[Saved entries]
::::::::

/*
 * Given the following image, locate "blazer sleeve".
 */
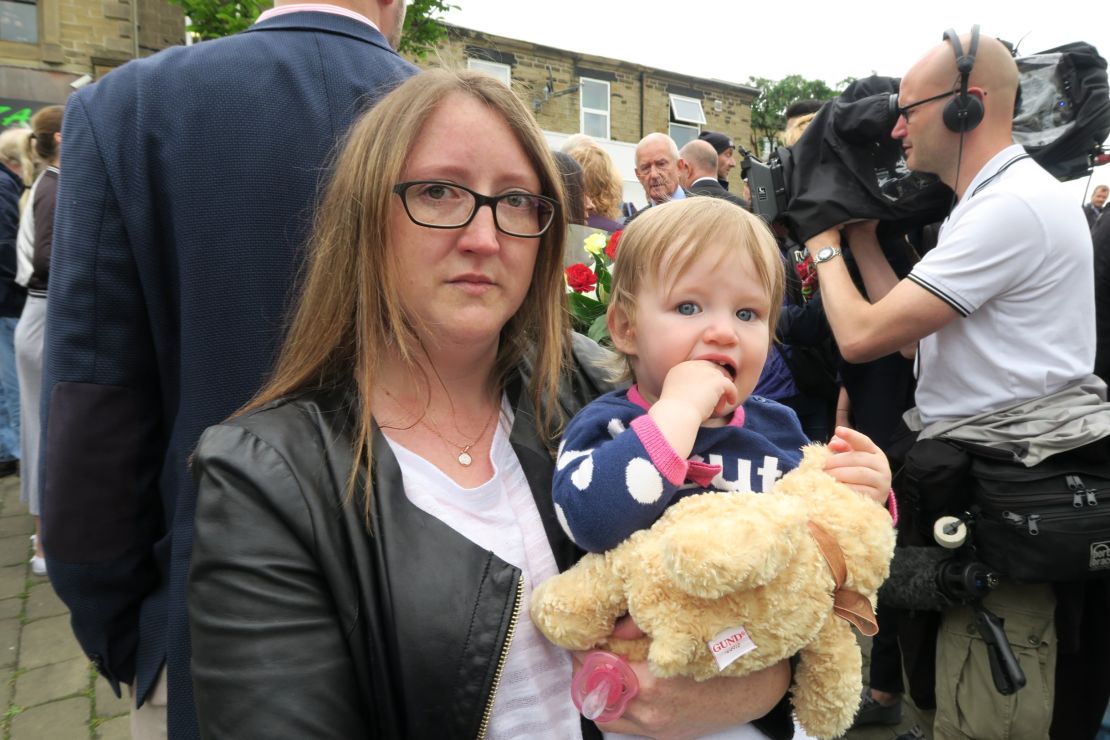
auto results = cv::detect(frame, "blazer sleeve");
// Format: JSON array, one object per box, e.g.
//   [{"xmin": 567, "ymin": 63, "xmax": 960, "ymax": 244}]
[
  {"xmin": 39, "ymin": 91, "xmax": 164, "ymax": 690},
  {"xmin": 188, "ymin": 425, "xmax": 372, "ymax": 740}
]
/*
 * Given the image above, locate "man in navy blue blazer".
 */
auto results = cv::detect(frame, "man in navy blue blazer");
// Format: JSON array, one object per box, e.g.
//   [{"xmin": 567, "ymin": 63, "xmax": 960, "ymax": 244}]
[{"xmin": 42, "ymin": 0, "xmax": 415, "ymax": 738}]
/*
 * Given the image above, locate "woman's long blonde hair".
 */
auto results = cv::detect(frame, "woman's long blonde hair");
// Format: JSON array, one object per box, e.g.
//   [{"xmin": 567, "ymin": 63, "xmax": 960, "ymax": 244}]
[
  {"xmin": 240, "ymin": 70, "xmax": 569, "ymax": 523},
  {"xmin": 563, "ymin": 134, "xmax": 624, "ymax": 219}
]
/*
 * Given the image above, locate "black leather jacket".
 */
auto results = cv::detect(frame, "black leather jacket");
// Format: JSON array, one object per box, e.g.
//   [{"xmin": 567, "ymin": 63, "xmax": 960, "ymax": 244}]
[{"xmin": 188, "ymin": 345, "xmax": 608, "ymax": 740}]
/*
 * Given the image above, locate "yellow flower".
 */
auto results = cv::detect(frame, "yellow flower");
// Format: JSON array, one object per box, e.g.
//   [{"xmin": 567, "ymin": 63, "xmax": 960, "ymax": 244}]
[{"xmin": 583, "ymin": 234, "xmax": 606, "ymax": 257}]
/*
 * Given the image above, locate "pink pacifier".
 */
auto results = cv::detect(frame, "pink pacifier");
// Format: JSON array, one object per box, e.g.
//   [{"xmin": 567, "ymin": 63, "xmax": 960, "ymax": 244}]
[{"xmin": 571, "ymin": 650, "xmax": 639, "ymax": 722}]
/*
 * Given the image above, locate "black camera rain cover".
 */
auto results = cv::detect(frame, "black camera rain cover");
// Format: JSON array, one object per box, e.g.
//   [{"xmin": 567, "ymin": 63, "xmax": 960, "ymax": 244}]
[
  {"xmin": 779, "ymin": 75, "xmax": 952, "ymax": 242},
  {"xmin": 1013, "ymin": 41, "xmax": 1110, "ymax": 180}
]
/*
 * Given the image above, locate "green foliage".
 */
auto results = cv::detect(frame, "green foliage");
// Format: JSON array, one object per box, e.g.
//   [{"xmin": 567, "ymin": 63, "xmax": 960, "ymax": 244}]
[
  {"xmin": 173, "ymin": 0, "xmax": 456, "ymax": 57},
  {"xmin": 747, "ymin": 74, "xmax": 852, "ymax": 155},
  {"xmin": 173, "ymin": 0, "xmax": 273, "ymax": 41},
  {"xmin": 397, "ymin": 0, "xmax": 458, "ymax": 57}
]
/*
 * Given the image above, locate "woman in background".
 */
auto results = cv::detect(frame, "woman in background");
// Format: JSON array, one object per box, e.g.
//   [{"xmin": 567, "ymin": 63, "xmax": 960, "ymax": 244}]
[
  {"xmin": 562, "ymin": 133, "xmax": 624, "ymax": 232},
  {"xmin": 16, "ymin": 105, "xmax": 64, "ymax": 576}
]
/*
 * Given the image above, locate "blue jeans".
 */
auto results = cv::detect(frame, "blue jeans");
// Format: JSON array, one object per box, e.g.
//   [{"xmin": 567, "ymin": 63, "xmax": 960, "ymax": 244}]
[{"xmin": 0, "ymin": 316, "xmax": 19, "ymax": 463}]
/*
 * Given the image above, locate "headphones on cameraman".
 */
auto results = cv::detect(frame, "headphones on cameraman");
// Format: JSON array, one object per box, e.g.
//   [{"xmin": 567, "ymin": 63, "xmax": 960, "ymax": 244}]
[{"xmin": 942, "ymin": 23, "xmax": 983, "ymax": 133}]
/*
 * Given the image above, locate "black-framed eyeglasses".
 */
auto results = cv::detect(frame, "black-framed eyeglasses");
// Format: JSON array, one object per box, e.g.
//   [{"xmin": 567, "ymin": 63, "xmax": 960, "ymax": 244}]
[
  {"xmin": 393, "ymin": 180, "xmax": 558, "ymax": 239},
  {"xmin": 890, "ymin": 90, "xmax": 959, "ymax": 123}
]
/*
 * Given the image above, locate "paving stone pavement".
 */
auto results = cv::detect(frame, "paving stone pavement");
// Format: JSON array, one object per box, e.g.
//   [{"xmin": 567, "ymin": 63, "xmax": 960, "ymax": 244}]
[{"xmin": 0, "ymin": 476, "xmax": 131, "ymax": 740}]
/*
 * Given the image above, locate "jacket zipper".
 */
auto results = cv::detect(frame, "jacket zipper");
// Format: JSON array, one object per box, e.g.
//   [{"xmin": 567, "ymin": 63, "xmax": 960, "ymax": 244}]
[{"xmin": 478, "ymin": 576, "xmax": 524, "ymax": 740}]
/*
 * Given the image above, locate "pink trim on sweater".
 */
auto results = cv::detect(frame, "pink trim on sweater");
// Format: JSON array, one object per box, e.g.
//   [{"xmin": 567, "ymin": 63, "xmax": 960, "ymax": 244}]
[
  {"xmin": 628, "ymin": 419, "xmax": 688, "ymax": 486},
  {"xmin": 628, "ymin": 383, "xmax": 744, "ymax": 426}
]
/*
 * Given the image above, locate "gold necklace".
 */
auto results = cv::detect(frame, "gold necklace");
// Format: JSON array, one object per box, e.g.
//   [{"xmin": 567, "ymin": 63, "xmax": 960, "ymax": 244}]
[
  {"xmin": 420, "ymin": 406, "xmax": 497, "ymax": 467},
  {"xmin": 379, "ymin": 388, "xmax": 498, "ymax": 467}
]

::::::::

_AIM OF THE EXERCISE:_
Collect every line in the entries above that contains the string "framed". The match is case-sensitive.

_TASK RESULT:_
 * Given the image above, locate "black-framed eyeglasses".
auto results = cv::detect(frame, "black-framed eyeglasses");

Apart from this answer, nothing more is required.